++++ Records supplied ++++

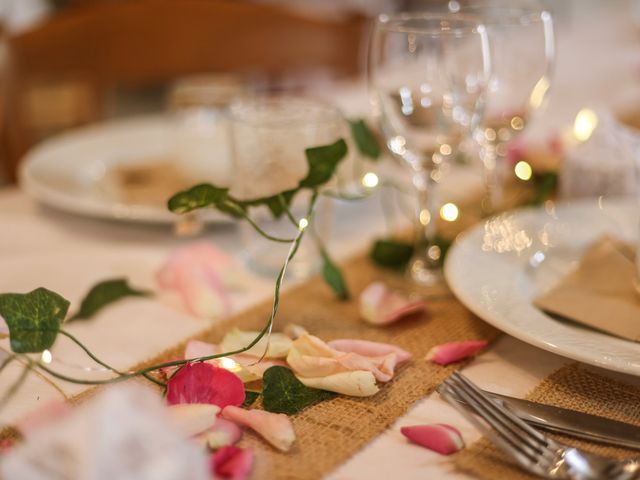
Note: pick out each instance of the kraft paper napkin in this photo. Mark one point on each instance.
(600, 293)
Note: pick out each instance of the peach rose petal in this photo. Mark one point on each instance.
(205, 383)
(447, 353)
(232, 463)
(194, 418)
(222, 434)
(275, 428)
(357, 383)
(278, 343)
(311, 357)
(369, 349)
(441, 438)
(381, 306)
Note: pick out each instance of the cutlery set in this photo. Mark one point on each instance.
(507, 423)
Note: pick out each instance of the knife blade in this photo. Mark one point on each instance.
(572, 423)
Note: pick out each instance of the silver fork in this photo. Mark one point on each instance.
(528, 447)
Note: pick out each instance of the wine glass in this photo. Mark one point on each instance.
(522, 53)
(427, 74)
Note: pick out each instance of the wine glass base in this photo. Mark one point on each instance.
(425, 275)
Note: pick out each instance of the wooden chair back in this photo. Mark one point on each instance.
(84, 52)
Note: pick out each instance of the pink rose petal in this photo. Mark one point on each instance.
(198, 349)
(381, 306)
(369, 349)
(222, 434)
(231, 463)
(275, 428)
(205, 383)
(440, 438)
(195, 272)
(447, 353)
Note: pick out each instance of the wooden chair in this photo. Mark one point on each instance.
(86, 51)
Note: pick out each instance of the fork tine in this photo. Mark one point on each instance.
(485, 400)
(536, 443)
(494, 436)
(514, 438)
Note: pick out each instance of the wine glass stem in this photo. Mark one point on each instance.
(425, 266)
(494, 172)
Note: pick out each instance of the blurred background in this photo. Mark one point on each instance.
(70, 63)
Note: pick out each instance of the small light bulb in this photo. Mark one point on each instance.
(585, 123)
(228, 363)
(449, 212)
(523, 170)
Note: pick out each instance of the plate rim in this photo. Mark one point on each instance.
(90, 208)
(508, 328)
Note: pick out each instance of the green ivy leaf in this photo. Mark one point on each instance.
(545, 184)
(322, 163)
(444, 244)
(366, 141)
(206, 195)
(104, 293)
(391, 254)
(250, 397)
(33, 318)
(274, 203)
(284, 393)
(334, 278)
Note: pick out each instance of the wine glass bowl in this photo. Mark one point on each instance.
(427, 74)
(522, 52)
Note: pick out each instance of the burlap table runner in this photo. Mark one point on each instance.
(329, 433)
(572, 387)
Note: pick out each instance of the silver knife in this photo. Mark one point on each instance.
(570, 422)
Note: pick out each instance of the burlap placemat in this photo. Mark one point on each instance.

++++

### Given request
The listing above must be printed again exactly, minus its pictures.

### Worked answer
Note: pick out each instance of the kraft paper napkin in this photo. Mark one point on each instance.
(600, 293)
Note: pick out each instance of the peach rose petal in this photo. Mark one point on each instance.
(205, 383)
(447, 353)
(232, 463)
(194, 418)
(222, 434)
(275, 428)
(357, 383)
(278, 343)
(311, 357)
(369, 349)
(441, 438)
(381, 306)
Note: pick out each instance of the cutlery set in this photo. Mark one point on each instance.
(507, 423)
Note: pick out each instance of the knife blade in this photo. Mark one point on each instance.
(572, 423)
Note: pick out each instance of the silver fork in this photo. Mark one point on each instance.
(528, 447)
Note: pick out each instance of the wine glass in this photo. Mark one point on each instance.
(522, 53)
(427, 74)
Note: pick out each instance of the wine glass base in this photo. Mark one point on each instance.
(425, 275)
Note: pick out each instance of the wooden chair back in this photo. Mark one point on each instance.
(84, 52)
Note: pick out each instance of the pink rose petal in this photo. Mark one point on each instance.
(198, 349)
(381, 306)
(369, 349)
(222, 434)
(231, 463)
(275, 428)
(205, 383)
(440, 438)
(195, 272)
(447, 353)
Note: pick out each instance of the wooden chair in this photo. Mark one point on each instance.
(86, 51)
Note: pick out each instance of the fork tine in this photo. Mark one point on each instance.
(485, 400)
(536, 443)
(494, 436)
(514, 438)
Note: pick out each instance of the wine glass stem in this photo. Mark one point on each instance.
(425, 266)
(494, 172)
Note: pick out each instance of the blurred background in this photo. Mark one point on each instance.
(70, 63)
Note: pick out each instance of the small light bulb in this photo. Mark one point on each instance.
(585, 123)
(228, 363)
(449, 212)
(523, 170)
Note: pick out each instance of the plate rim in this photo. Mark one point on each instance.
(90, 208)
(508, 328)
Note: pick out each instance of the green ivy leaf in this photo. Mark one point on each instance.
(545, 184)
(322, 163)
(444, 244)
(366, 141)
(206, 195)
(104, 293)
(391, 254)
(250, 397)
(33, 318)
(274, 203)
(284, 393)
(334, 278)
Note: pick out each instance of the wine glass bowl in this photo. Mark one point on each instance.
(427, 74)
(522, 52)
Note: pick out each instance of the burlap table runner in this photo. Mark one point on each instance.
(329, 433)
(572, 387)
Note: pick out each instance of the silver knife in this photo. Mark one point on each instance.
(570, 422)
Note: pick out each instance of the burlap placemat in this photo. Mark one point on each instance.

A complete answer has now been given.